§ Краткое задание A: Воспроизведите из отрывка воспоминаний о войне в Алжире всё, что идёт от слов «АУГУСТ БАРШУ ПЕНОЕН» и вниз до слов «нему в Адъютанты.».
§ Краткое задание B: Чем, согласно отрывку воспоминаний о войне в Алжире, командовал Генерал-Лейтенант Бертезен?

§ Предложенный отрывок:
АУГУСТ БАРШУ ПЕНОЕН

МЕМУАРЫ ОФИЦЕРА ГЕНЕРАЛЬНОГО ШТАБА:

АФРИКАНСКАЯ ЭКСПЕДИЦИЯ

MEMOIRES D'UN OFFICER D'ETAT-MAJOR: EXPEDITION D'AFRIQUE

Воспоминания о войне Французов в Алжире.

(Соч. Г. Баршу-Пеноэна.)

В конце Апреля 1830 года, выехал я из Парижа, поступив под начальство Генерал-Лейтенанта Бертезена. Он командовал первою дивизией Французско-Африканской армии, а я был назначен к нему в Адъютанты.

В мое пребывание в Париже, о походе нашем в Африку мало говорили доброго; но мне казалось, что чем более подвигался я к югу, тем поход сей более находил себе поборников. Причиною сего одобрения конечно была надежда, что оный доставит выгоды торговле на Средиземном море, которая наконец избавится от убытков и опасностей, столь многие годы ею [22] претерпеваемых. Вероятно, что при другом Министерстве или при других обстоятельствах, поход сей был бы одобрен и во всей Франции, ибо главным делом оного было отмщение за оскорбления, нанесенные Французскому флагу.

Для войска же сей поход, предпринятый после долголетнего мира, и по всему обещавший нечто новое, чудное, отважное, был истинною находкой. Офицеры и солдаты считали за особую себе милость, корда их назначали участвовать в оном. При выступлении полков из разных мест их квартирования, для прибытия в Марсель, Эс или Тулон, в коих собиралась армия, не было примера, чтобы хоть один человек не явился на лицо. Они не растягивались по дороге, как обыкновенно водится, длинною цепью отсталых; очень мало больных оставалось по лазаретам, и прибыв на места своего назначения, полки сии во всей полноте своей являлись на предварительные смотры. По истине я видел под ружьем много солдат, дрожавших от лихорадки: все они решительно отказывались итти в лазарет, из опасения, чтобы поспешное отплытие не заставило забыть их там.

§ Сохранённые записи:
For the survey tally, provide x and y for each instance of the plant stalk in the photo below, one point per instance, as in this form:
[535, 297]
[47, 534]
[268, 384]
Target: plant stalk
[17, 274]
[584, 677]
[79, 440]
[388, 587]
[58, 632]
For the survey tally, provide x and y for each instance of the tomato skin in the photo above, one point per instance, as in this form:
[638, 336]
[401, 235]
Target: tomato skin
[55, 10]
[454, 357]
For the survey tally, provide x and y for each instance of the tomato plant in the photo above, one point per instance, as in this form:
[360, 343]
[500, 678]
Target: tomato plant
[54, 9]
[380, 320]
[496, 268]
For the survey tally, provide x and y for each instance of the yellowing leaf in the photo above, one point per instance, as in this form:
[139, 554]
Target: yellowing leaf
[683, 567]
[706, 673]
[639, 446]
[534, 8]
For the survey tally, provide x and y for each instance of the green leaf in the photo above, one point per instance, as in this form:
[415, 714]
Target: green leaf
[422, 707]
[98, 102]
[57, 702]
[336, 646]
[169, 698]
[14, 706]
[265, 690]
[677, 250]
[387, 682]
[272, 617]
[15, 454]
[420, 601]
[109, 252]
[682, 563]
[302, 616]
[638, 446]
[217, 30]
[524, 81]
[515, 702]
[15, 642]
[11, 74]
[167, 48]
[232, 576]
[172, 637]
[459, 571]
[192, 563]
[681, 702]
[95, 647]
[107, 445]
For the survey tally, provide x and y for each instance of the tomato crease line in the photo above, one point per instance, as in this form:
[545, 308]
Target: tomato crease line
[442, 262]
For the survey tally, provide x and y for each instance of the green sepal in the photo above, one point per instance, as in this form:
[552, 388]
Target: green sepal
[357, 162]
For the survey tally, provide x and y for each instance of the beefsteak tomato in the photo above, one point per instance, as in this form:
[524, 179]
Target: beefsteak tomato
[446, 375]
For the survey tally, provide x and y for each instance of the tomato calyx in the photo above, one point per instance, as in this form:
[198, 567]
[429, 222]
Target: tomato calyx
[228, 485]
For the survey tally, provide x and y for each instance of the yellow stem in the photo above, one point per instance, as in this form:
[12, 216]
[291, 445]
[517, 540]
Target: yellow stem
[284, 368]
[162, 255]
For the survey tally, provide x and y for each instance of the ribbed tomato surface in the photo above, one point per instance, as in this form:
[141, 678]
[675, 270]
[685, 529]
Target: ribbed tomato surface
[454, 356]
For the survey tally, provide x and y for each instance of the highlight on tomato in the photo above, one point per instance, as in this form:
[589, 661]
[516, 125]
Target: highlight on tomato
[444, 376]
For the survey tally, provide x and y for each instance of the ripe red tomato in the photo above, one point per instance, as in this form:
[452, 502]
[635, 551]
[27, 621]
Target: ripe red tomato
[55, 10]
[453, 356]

§ Ответ A:
АУГУСТ БАРШУ ПЕНОЕН

МЕМУАРЫ ОФИЦЕРА ГЕНЕРАЛЬНОГО ШТАБА:

АФРИКАНСКАЯ ЭКСПЕДИЦИЯ

MEMOIRES D'UN OFFICER D'ETAT-MAJOR: EXPEDITION D'AFRIQUE

Воспоминания о войне Французов в Алжире.

(Соч. Г. Баршу-Пеноэна.)

В конце Апреля 1830 года, выехал я из Парижа, поступив под начальство Генерал-Лейтенанта Бертезена. Он командовал первою дивизией Французско-Африканской армии, а я был назначен к нему в Адъютанты.

§ Ответ B: Первою дивизией Французско-Африканской армии.